## Objective
Please identify every line in the material below that contains the word "spiral", and copy each one. Case counts.

---------- The input

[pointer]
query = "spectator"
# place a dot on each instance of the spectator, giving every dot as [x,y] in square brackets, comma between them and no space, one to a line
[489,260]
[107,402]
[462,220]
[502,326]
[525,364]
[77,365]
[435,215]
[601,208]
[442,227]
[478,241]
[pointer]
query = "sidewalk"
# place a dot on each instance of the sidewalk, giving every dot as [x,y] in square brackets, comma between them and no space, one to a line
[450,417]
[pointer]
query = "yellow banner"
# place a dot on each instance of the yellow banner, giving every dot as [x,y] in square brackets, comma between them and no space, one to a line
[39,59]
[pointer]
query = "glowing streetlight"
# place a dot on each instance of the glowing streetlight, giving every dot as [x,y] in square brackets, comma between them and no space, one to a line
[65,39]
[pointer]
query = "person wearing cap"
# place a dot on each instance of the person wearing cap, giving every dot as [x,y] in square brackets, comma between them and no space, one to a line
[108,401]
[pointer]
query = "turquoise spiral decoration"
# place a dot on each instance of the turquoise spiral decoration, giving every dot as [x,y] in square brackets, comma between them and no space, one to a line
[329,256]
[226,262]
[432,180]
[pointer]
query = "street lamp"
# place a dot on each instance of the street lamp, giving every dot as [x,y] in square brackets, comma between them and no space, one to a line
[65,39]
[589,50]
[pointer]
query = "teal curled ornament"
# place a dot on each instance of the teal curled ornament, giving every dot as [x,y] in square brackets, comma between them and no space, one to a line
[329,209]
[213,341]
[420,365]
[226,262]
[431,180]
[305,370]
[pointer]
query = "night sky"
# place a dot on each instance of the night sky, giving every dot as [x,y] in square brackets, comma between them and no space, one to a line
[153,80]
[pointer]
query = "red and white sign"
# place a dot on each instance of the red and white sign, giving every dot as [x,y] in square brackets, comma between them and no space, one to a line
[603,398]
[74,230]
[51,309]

--------------------
---------- The input

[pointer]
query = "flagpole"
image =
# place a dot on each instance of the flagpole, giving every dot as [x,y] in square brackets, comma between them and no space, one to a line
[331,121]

--------------------
---------- The input

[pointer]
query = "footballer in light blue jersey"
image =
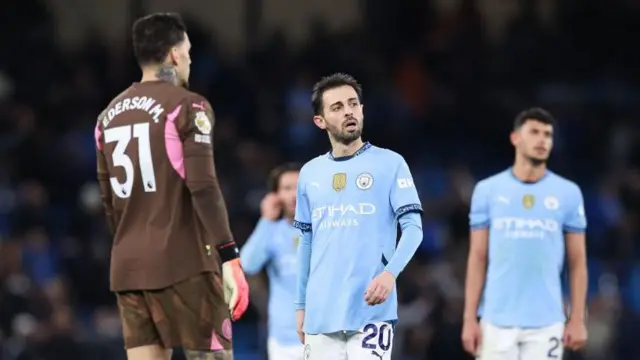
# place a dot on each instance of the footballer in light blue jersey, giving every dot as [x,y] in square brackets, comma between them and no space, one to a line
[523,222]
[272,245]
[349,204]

--------------------

## The solution
query = "turquoise spiral decoration"
# place a dot on each instance of the turquoise spiral decoration, giving every dot as [x,y] in square brackets, comma between them and no space, one to a line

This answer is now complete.